- [Exercise goal]
Reproduce every item below verbatim, changing nothing.

- [Exercise data]
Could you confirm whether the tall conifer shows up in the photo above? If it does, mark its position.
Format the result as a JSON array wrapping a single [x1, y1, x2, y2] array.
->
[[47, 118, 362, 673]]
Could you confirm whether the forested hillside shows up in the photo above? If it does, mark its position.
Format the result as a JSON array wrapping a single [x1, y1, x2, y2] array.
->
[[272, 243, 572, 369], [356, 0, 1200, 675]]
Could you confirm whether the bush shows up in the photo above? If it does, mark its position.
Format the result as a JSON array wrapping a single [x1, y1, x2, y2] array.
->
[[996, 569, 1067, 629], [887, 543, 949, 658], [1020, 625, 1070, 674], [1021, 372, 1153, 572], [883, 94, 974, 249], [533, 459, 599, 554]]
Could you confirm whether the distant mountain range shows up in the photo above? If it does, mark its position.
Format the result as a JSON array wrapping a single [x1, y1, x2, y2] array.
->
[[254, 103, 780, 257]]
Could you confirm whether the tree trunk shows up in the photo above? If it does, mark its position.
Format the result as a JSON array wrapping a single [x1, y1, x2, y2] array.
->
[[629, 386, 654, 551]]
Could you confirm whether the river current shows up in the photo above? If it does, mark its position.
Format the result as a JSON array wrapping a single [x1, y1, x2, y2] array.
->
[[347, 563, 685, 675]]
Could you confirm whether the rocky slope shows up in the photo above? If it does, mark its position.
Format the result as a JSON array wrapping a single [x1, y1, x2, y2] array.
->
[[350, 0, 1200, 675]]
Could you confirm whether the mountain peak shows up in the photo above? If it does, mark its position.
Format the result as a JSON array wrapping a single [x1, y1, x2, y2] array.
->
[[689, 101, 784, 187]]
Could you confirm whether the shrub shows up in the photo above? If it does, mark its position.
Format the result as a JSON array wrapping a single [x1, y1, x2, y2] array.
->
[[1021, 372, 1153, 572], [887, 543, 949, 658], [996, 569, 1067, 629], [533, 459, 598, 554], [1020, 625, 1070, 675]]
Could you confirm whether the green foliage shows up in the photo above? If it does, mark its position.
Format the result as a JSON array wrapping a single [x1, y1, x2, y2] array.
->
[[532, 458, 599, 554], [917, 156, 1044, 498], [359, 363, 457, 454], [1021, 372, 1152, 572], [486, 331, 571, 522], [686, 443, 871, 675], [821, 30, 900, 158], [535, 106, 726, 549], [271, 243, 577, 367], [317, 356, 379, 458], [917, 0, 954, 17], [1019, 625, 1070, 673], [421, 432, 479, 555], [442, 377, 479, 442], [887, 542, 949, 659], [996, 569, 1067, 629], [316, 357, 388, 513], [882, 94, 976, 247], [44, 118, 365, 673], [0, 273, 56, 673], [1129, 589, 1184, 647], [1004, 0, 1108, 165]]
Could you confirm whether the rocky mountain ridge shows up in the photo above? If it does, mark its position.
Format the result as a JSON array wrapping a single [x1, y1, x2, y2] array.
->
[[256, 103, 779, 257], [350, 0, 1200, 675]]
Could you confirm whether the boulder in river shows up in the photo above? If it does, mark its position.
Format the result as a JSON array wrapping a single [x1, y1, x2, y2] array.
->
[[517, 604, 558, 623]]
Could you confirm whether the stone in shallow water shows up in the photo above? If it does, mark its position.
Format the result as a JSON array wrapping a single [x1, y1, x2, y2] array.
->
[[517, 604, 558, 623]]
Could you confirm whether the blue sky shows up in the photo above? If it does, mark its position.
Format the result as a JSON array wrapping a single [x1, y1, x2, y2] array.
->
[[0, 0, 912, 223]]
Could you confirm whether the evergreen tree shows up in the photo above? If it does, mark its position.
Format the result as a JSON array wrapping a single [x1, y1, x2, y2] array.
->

- [Full response]
Could you confirm whether the tall conifer shows up in the photo above? If it does, mark its position.
Format the result as a JSON array wrapping a single [x1, y1, x2, y2] array.
->
[[47, 118, 362, 673]]
Could you confirm whether the forested hillside shows up in the photo above? If it does, mark its position.
Format the result as a JSON array wrapping a single [x1, y1, x2, y2] array.
->
[[272, 243, 572, 369], [356, 0, 1200, 675]]
Could you confirm whether the bush shows up in the photo above? If it does, mark its position.
Format the result as a JSON array wrapping a single [x1, y1, x2, y2] array.
->
[[996, 569, 1067, 629], [887, 543, 949, 658], [1020, 625, 1070, 674], [1021, 372, 1153, 572], [883, 94, 974, 249], [533, 459, 599, 554]]
Could you confirm whether the distant mountain range shows up in the photo above? If it does, mark its position.
Format the result as a JSON array wrapping a single [x1, y1, x2, y2] array.
->
[[254, 103, 780, 257]]
Could you confirm whether the tree trunk shows up in the photo above? If it does, mark its position.
Format the result as a JSON array wrapping a single [x1, y1, x2, y2] array.
->
[[629, 386, 654, 551]]
Could you confirm whether the river current shows up in the photo above? If it does, mark its position.
Format the result as a JSON array wrapping a single [x1, y1, x2, y2] array.
->
[[347, 563, 685, 675]]
Could you confirm whether the rocky slope shows up in the photo above? If it does, mark its position.
Format the result as a JSON array wrapping a single [x1, y1, x2, y2] array.
->
[[350, 0, 1200, 675]]
Could you confirm whether the mountain peak shows up in the photo above? If it does, mark its position.
Format the result as a JSON array wrapping a single [x1, y1, x2, y2] array.
->
[[689, 101, 784, 187]]
Could you confirm whether the shrub shows up in the photo above? If it does, mark its position.
Format the result as a JSON array wrapping a single [x1, y1, x2, y2] array.
->
[[1021, 372, 1153, 572], [887, 543, 949, 658], [996, 569, 1067, 629], [533, 459, 598, 554], [1020, 625, 1070, 675]]
Could you confirm whether the green foliage shows up in the photo above? If it does, mark its position.
Format the result as a JSON array wrapping a single [x1, y1, x2, y2] array.
->
[[532, 458, 599, 554], [917, 156, 1044, 498], [359, 363, 457, 454], [1021, 372, 1152, 572], [486, 331, 571, 522], [686, 443, 871, 675], [821, 30, 900, 158], [535, 106, 726, 549], [271, 243, 577, 367], [317, 356, 379, 458], [917, 0, 954, 17], [1019, 625, 1070, 673], [421, 432, 479, 555], [442, 377, 479, 442], [887, 542, 949, 659], [996, 569, 1067, 629], [316, 357, 388, 513], [882, 94, 976, 247], [44, 118, 365, 673], [0, 273, 56, 673], [1129, 589, 1184, 647], [1004, 0, 1108, 165]]
Could you confirm whether the rocky mountain ridge shows up in the photo above? If it does, mark its position.
Format the result as a JSON array wrapping a single [x1, y1, x2, y2] array.
->
[[256, 103, 779, 257], [350, 0, 1200, 675]]
Could you confirm whether the boulder in river shows up in the photo above? If it does, mark its position.
Format the result as a JSON array wrapping a single [x1, y1, x2, y2] array.
->
[[517, 604, 558, 623]]
Could you confirm whether the stone in shallow water shows up in the photo above? If it does, mark its position.
Format the result as a JSON array wrapping a single [x1, y1, x2, y2] array.
->
[[517, 604, 558, 623]]
Could you confirm whether the blue sky shows up in the photo above? If it does, mark its position.
Format the result as a JSON array wrapping a single [x1, y1, x2, y2] array.
->
[[0, 0, 912, 223]]
Could you confirm whether the evergreen tree shows up in the photo above? If it does, mark its position.
Format the result as a JSON array wrapping a single [x1, y1, x2, y2] array.
->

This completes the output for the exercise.